"""
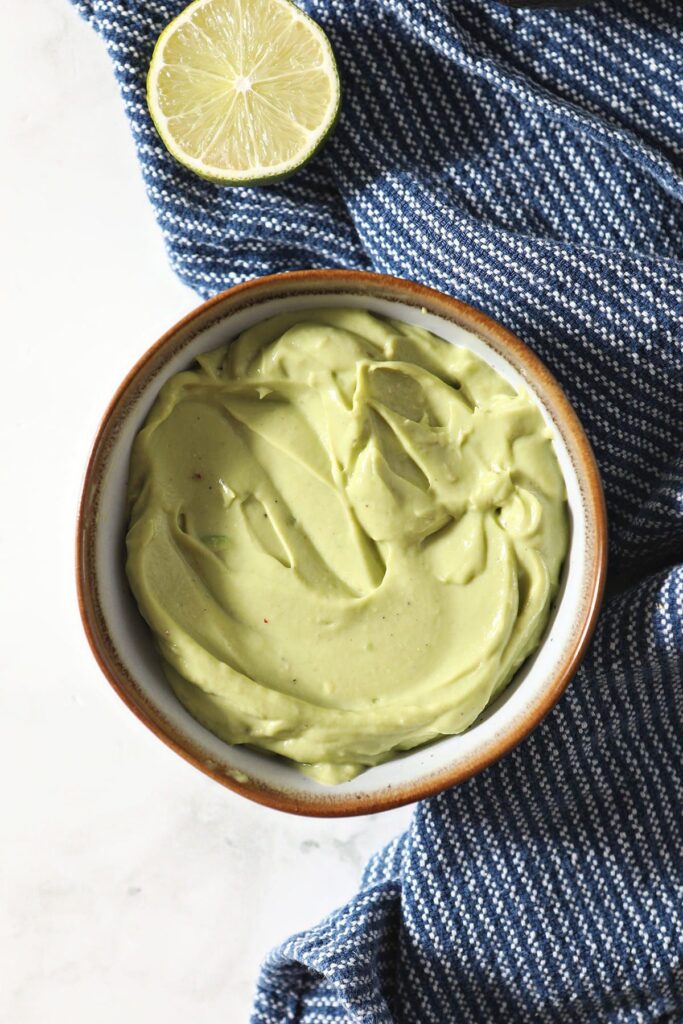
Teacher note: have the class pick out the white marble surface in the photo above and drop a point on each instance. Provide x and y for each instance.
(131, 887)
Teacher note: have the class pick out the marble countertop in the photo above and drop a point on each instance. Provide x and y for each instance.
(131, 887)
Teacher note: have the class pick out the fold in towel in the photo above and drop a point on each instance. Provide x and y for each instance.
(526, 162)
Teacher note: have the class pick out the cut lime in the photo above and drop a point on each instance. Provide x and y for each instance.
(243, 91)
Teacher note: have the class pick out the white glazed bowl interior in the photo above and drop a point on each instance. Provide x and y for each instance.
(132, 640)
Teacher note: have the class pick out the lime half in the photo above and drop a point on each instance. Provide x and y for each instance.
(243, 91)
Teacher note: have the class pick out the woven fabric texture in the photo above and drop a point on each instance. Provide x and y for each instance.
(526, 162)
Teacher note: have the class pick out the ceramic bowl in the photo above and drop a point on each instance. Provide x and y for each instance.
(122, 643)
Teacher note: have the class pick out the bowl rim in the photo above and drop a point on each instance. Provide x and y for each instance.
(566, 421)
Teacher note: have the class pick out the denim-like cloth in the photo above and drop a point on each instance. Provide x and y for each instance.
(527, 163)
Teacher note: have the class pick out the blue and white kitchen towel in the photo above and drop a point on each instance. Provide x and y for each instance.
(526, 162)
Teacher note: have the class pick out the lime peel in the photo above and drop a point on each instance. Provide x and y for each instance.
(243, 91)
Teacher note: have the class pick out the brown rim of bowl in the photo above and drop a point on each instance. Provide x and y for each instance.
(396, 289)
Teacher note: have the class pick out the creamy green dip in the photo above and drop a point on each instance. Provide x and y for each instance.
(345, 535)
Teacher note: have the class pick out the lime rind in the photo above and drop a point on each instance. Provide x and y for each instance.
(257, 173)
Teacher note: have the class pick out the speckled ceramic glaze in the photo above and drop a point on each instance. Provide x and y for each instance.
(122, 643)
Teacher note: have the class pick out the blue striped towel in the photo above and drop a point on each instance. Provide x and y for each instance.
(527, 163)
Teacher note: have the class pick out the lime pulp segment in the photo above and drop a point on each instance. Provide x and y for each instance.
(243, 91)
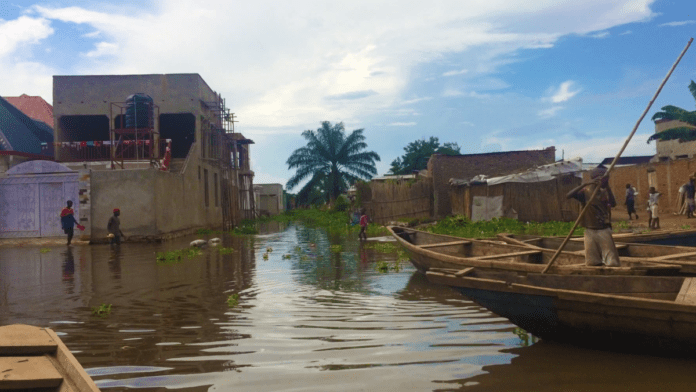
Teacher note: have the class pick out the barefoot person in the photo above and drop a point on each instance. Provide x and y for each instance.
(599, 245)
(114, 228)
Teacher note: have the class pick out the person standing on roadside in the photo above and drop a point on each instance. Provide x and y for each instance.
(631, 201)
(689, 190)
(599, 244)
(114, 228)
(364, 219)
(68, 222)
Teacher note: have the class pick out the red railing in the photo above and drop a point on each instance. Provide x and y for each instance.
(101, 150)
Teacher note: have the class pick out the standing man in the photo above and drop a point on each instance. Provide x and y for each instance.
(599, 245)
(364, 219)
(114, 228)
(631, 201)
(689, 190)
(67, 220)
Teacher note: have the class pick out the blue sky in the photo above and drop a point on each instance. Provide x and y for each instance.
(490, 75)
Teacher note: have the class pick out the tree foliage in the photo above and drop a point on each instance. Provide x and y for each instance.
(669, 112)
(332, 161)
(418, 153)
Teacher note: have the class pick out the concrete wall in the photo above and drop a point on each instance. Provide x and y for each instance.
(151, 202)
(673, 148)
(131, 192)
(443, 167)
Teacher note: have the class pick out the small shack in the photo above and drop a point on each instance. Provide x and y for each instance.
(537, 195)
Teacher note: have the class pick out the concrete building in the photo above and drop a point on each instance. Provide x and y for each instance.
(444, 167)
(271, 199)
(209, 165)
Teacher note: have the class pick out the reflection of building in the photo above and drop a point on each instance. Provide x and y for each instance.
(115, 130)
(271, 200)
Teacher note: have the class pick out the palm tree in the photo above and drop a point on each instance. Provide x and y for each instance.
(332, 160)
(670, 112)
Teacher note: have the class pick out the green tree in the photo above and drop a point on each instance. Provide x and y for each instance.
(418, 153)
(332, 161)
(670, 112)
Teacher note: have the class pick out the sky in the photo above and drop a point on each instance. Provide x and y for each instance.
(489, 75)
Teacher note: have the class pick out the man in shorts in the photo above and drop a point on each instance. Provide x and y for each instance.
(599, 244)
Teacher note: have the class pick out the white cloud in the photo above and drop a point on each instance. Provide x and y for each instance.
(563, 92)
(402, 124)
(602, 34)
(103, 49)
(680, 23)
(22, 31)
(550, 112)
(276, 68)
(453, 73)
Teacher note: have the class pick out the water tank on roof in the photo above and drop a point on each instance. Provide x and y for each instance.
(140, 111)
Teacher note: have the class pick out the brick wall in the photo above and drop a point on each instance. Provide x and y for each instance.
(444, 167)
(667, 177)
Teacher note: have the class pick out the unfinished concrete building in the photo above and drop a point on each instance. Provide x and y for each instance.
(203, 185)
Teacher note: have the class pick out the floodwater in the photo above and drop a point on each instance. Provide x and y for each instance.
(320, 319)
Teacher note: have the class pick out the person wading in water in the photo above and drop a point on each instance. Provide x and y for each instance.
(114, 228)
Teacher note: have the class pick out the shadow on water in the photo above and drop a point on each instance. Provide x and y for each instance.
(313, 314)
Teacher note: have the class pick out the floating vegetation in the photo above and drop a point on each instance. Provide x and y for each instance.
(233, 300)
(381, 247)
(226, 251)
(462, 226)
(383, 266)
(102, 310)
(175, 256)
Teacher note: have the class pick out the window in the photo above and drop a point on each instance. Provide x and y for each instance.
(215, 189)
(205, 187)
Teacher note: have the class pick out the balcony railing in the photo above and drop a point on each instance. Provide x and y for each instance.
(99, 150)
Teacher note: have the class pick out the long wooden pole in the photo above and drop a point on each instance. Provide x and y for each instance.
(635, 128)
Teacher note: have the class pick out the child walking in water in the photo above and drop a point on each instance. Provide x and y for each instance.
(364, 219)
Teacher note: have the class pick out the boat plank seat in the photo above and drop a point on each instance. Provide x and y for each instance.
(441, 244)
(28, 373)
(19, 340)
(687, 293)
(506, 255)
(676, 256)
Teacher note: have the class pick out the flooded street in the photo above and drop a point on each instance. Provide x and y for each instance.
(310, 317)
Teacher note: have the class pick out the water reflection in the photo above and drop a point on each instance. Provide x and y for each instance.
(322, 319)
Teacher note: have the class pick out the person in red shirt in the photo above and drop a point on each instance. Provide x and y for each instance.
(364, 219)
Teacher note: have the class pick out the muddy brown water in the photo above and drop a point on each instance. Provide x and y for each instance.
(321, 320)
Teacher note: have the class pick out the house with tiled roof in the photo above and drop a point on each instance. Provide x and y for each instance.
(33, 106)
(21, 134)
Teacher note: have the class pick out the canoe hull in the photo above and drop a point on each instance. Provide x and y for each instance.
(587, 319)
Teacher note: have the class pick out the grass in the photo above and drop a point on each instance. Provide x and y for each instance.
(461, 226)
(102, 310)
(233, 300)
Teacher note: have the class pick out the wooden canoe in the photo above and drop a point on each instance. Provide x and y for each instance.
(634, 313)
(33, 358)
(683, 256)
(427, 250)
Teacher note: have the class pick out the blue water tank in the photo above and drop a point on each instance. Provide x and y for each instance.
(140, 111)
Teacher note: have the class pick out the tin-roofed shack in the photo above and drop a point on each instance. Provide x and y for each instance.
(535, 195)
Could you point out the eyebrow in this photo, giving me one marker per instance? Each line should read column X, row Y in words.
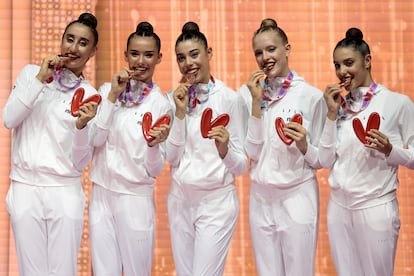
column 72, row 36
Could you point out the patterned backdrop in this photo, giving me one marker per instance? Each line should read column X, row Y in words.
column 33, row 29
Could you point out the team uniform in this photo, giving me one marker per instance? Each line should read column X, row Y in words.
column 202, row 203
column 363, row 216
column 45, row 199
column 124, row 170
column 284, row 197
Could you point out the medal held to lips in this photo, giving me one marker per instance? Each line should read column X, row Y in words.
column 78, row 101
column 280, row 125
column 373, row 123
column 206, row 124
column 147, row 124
"""
Activity:
Skip the pictures and give the entries above again word for word.

Your solution:
Teacher note: have the class pick out the white marble surface in the photo above and drop a point on each instance. Provide x and y for each instance.
(131, 887)
Teacher note: have the class pick out the marble countertop in the photo above and drop a point on each instance. Provide x and y for each instance.
(131, 887)
Teacher note: have the class pick out the fold in towel in the photo above and drop a point on each instance. Provide x and y for each instance.
(526, 162)
Teacher note: have the class pick out the cut lime in the photo above and drop a point on each instance. Provide x and y for each instance.
(243, 91)
Teacher note: have the class pick out the white glazed bowl interior in the photo above and drop a point on each instance. Provide x and y for each instance.
(132, 640)
Teacher note: have the class pick out the lime half in the photo above and drop a point on each instance. Provide x and y for each instance.
(243, 91)
Teacher note: have the class pick out the woven fabric texture in the photo above and drop a point on each instance. Provide x and y for each instance.
(526, 162)
Teacher note: have the class pick out the ceramic bowl in the photo above and drop a point on each instance. Provide x and y for each instance.
(122, 643)
Teacher note: have the class pick out the bowl rim in the photo above and drop a point on each instance. Provide x and y for each instance.
(566, 421)
Teacher note: have the class pick out the denim-like cloth in the photo above and drop a point on each instance. Provide x and y for each instance.
(527, 163)
Teacher note: have the class pick out the blue and white kitchen towel in the photo above and drop a point on each instance. Provide x and y for each instance.
(526, 162)
Teacher note: have the class pick out the lime peel in the photo above and drop a point on each instance. Provide x and y for each instance.
(243, 91)
Teacher note: have the class pick out the brown rim of bowl in the photo above and drop a point on each instance. Provide x and y for each instance.
(396, 289)
Teacher note: have the class pick out the creamy green dip in the photo above and drop a point on each instance. Provide x and y for each instance.
(345, 535)
Teacher note: have the class pick out the lime rind in the photo above and drop a point on each instance. Provide x and y for each instance.
(257, 173)
Teacher note: have the class pick out the speckled ceramic glaze in the photo above and drop a point on each instance. Provide x and y for each instance.
(122, 643)
Teacher note: have the class pick out the blue striped towel in the photo above and drop a point on each instance. Provide x and y for each instance.
(527, 163)
Teacher note: have the class pick out the lime pulp segment in the photo above and drop a point on each instance. Provide x and y for each instance.
(243, 91)
Teacher note: have the class pick out the barefoot person in the photo above and drop a point on each instance. Provide x and y for each instance.
(599, 245)
(114, 228)
Teacher note: have the class pick out the person standing on roadside in the photo above and drop a point on each instance. Provide x and y for each instance.
(631, 201)
(689, 190)
(599, 244)
(114, 228)
(364, 219)
(68, 222)
Teacher note: have the class pick out the red railing in the photo above and drop a point on each instance. Provide x and y for each instance.
(101, 150)
Teacher note: have the class pick out the standing man in the photo above and drop a point on each instance. Provide x and y for each instance.
(599, 245)
(364, 219)
(114, 228)
(631, 201)
(689, 190)
(67, 220)
Teacher note: have the class pick out the blue sky in the photo above and drop a point on each instance. Provide x and y for each instance.
(490, 75)
Teacher note: have the class pick out the tree foliage in the photo above and drop a point on each instance. Provide x and y for each instance.
(669, 112)
(332, 161)
(418, 153)
Teacher note: have the class pick out the concrete wall in the photo above and drop a point on each instance. Provide x and y for each instance.
(151, 202)
(673, 148)
(131, 192)
(443, 167)
Teacher note: have the class pick out the small shack in the photo above and drop a point on each instance. Provide x and y for each instance.
(537, 195)
Teacher note: have the class pick out the concrete building in the photo above and drop a point on each instance. Provide x and y for each instance.
(444, 167)
(271, 199)
(209, 165)
Teacher note: have the class pick out the reflection of building in the photo above and drop a point on each instance. Provide x and y for each instance.
(115, 130)
(271, 200)
Teacher note: have the class pick out the palm tree in the photo above and drop a point on each instance. Provide x and y for each instance.
(332, 160)
(670, 112)
Teacher note: have the class pick out the green tree in the photo above and drop a point on each instance. Provide x and y for each instance.
(418, 153)
(332, 161)
(670, 112)
Teacher note: have the class pick out the sky in the photo above and drop a point on each instance. Provide x and y for each instance.
(489, 75)
Teacher note: have the class pick out the man in shorts in the photo above and drop a point on each instance. Provide x and y for each instance.
(599, 244)
Teacher note: have the class pick out the white cloud in the photo above and drop a point on each instance. Provide x and y for each instance.
(563, 92)
(402, 124)
(602, 34)
(103, 49)
(680, 23)
(22, 31)
(550, 112)
(276, 68)
(453, 73)
Teacher note: have the class pick out the water tank on roof in the photo above and drop a point on each instance. Provide x and y for each instance.
(140, 111)
Teacher note: have the class pick out the brick wall in the photo above and drop a point on each instance. Provide x and y for each instance.
(444, 167)
(667, 177)
Teacher note: have the class pick out the unfinished concrete building in the photo above and drop a point on each instance. Provide x and y for each instance.
(203, 185)
Teacher note: have the class pick out the floodwater in the photo above and drop a point on each instance. Provide x and y for each instance.
(320, 319)
Teacher note: have the class pick out the person wading in water in the photo above and drop a point on each instance. Provide x and y for each instance.
(114, 228)
Teacher note: have the class pick out the shadow on water in the photo above and drop a point on each instance. Provide x and y for each instance.
(313, 314)
Teacher note: have the class pick out the floating vegetation in the photo above and drop a point on each instance. Provide x and y for each instance.
(233, 300)
(381, 247)
(226, 251)
(462, 226)
(383, 266)
(102, 310)
(175, 256)
Teacher note: have the class pick out the window in the photo above and drop a point on each instance. Provide x and y for each instance.
(215, 189)
(205, 187)
Teacher note: have the class pick out the balcony railing in the photo above and drop a point on each instance. Provide x and y for each instance.
(99, 150)
Teacher note: have the class pick out the long wooden pole in the photo above and drop a point on each instance. Provide x and y for each instance.
(635, 128)
Teacher note: have the class pick out the child walking in water in the photo above and drop a point on each instance. Provide x and y for each instance.
(364, 219)
Teacher note: have the class pick out the boat plank seat in the photo above and drop a point on each instance. Provide x and y for each instance.
(441, 244)
(28, 373)
(19, 340)
(687, 293)
(506, 255)
(676, 256)
Teacher note: have the class pick out the flooded street in the photo above and drop a point on each instance. Provide x and y for each instance.
(310, 317)
Teacher note: have the class pick out the water reflection in the photo above and drop a point on each instance. Provide x and y for each instance.
(322, 319)
Teacher note: have the class pick out the person in red shirt in the photo above and drop a point on each instance. Provide x and y for each instance.
(364, 219)
Teacher note: have the class pick out the muddy brown water in the photo above and drop a point on each instance. Provide x and y for each instance.
(321, 320)
Teacher note: have the class pick out the house with tiled roof in the photo above and drop a point on each instance. Provide x and y for each instance.
(33, 106)
(21, 134)
Teacher note: have the class pick out the canoe hull in the photo above and drop a point on each instance. Provide x and y for each instance.
(587, 319)
Teacher note: have the class pick out the grass in the photo above and drop a point on each instance. Provide x and y for each instance.
(461, 226)
(102, 310)
(233, 300)
Teacher note: have the class pick out the wooden canoe in the photo above and drop a point on each instance. Provide x and y for each instance.
(634, 313)
(33, 358)
(683, 256)
(427, 250)
Teacher note: have the class pick out the blue water tank in the photo above and drop a point on each instance. Provide x and y for each instance.
(140, 111)
Teacher note: have the class pick out the tin-roofed shack in the photo above and drop a point on each instance. Provide x and y for each instance.
(535, 195)
Could you point out the eyebrow in this photo, giving me one marker per instance? Each line should read column X, row Y in words.
column 72, row 36
Could you point out the patterned backdrop in this photo, giving me one marker per instance? Each line should read column X, row Y in words.
column 33, row 29
Could you point out the team uniform in this photo, giving me one marker per instance? Each line should read column X, row Y in words.
column 202, row 203
column 363, row 216
column 45, row 199
column 124, row 170
column 284, row 197
Could you point out the medal held to lips in this photo, giving me one marker per instance? Each line should read column X, row Y in words.
column 78, row 101
column 280, row 125
column 373, row 123
column 206, row 124
column 147, row 124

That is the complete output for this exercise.